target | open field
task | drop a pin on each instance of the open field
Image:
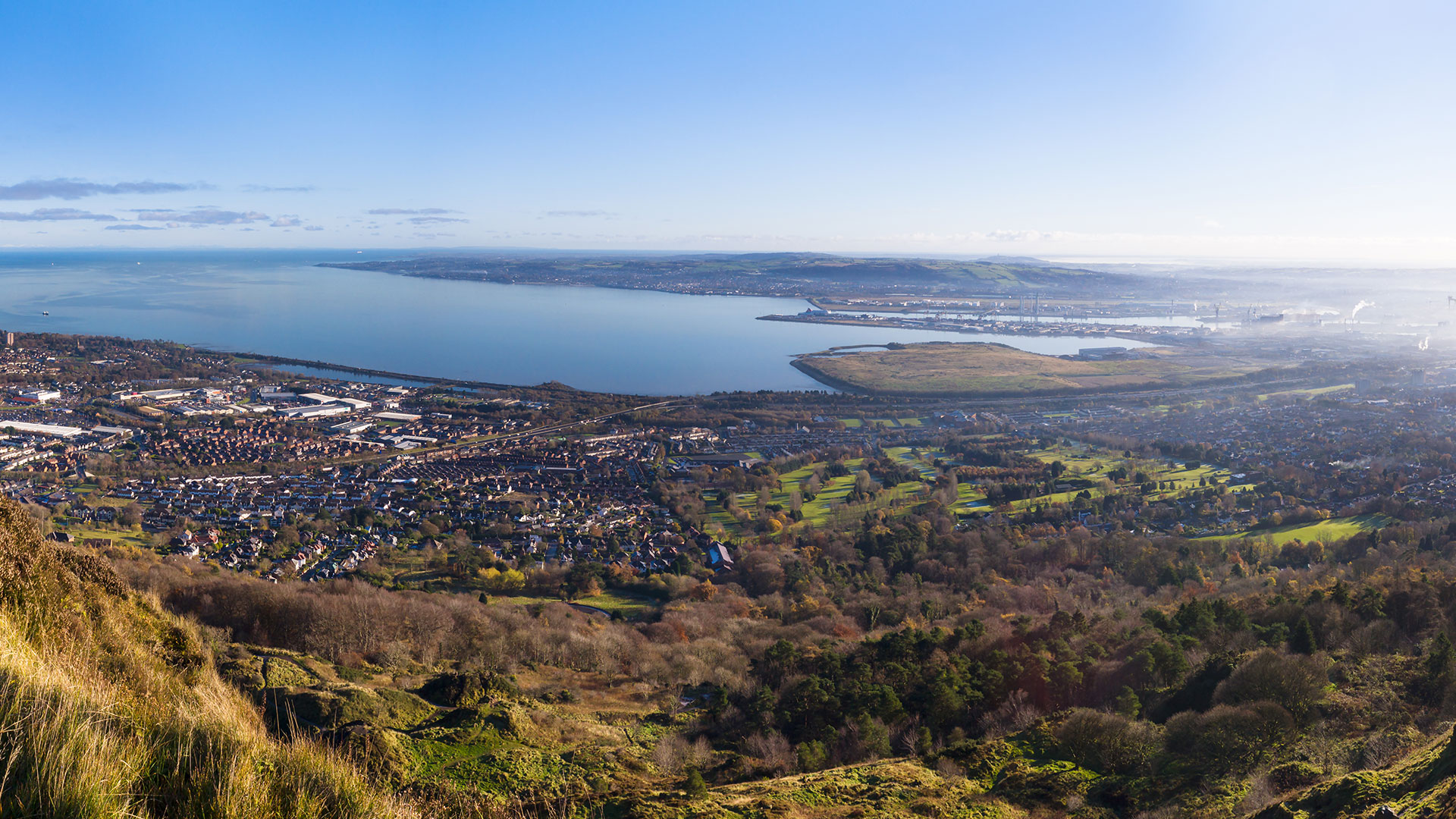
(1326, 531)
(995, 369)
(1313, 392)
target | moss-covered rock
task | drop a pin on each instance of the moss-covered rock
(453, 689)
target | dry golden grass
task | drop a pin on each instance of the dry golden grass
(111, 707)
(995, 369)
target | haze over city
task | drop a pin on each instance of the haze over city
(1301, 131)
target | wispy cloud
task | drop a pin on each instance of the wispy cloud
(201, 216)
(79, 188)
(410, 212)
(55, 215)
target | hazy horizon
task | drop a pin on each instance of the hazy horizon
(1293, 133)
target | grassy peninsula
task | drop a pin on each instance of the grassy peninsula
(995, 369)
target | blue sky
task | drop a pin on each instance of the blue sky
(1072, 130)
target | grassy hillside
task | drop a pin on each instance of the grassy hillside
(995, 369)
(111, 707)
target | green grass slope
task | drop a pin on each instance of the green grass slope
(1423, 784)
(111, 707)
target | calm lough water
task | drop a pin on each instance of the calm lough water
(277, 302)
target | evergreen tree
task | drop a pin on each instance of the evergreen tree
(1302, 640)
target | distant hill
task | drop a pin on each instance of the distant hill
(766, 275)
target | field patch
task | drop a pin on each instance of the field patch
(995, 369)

Work instruction: Drop every image, please, and write out the data above exactly as shown.

Your solution:
target | open field
task | drop a pin on each instance of the open field
Image:
(1326, 531)
(995, 369)
(1313, 392)
target | moss-covered rock
task | drop a pin on each instance of the moss-covered rock
(453, 689)
target | dry golden grass
task | drop a pin on each instance of the dry golden grass
(111, 707)
(995, 369)
target | haze over city
task | drop a pin on each instance of the haze over city
(1301, 131)
target | wispy cloud
task | drop a pin on each instance of the wispy cloud
(201, 216)
(79, 188)
(410, 212)
(55, 215)
target | hazy horizon
task | drop a pin on each instance of the hazy horizon
(1293, 133)
target | grassy peninsula
task | drop a pin on each instance of the grassy peninsula
(995, 369)
target | blue sky
task | drop a pin on each instance of the blue sky
(1072, 130)
target | grassy hillside
task | drop a pin on each instance of the grassy hillside
(995, 369)
(111, 707)
target | green grass slope
task | drop a pin on each instance of the green grass slope
(1423, 784)
(111, 707)
target | calm lough water
task | drop a pin on each instance of the calm lough water
(277, 302)
target | evergreen tree
task | drop a pin on each instance of the evergreen tree
(1302, 640)
target | distant hill
task | drop a pin on each instance of the distant hill
(766, 275)
target | field patch
task | drop a pin on each instance of the field patch
(995, 369)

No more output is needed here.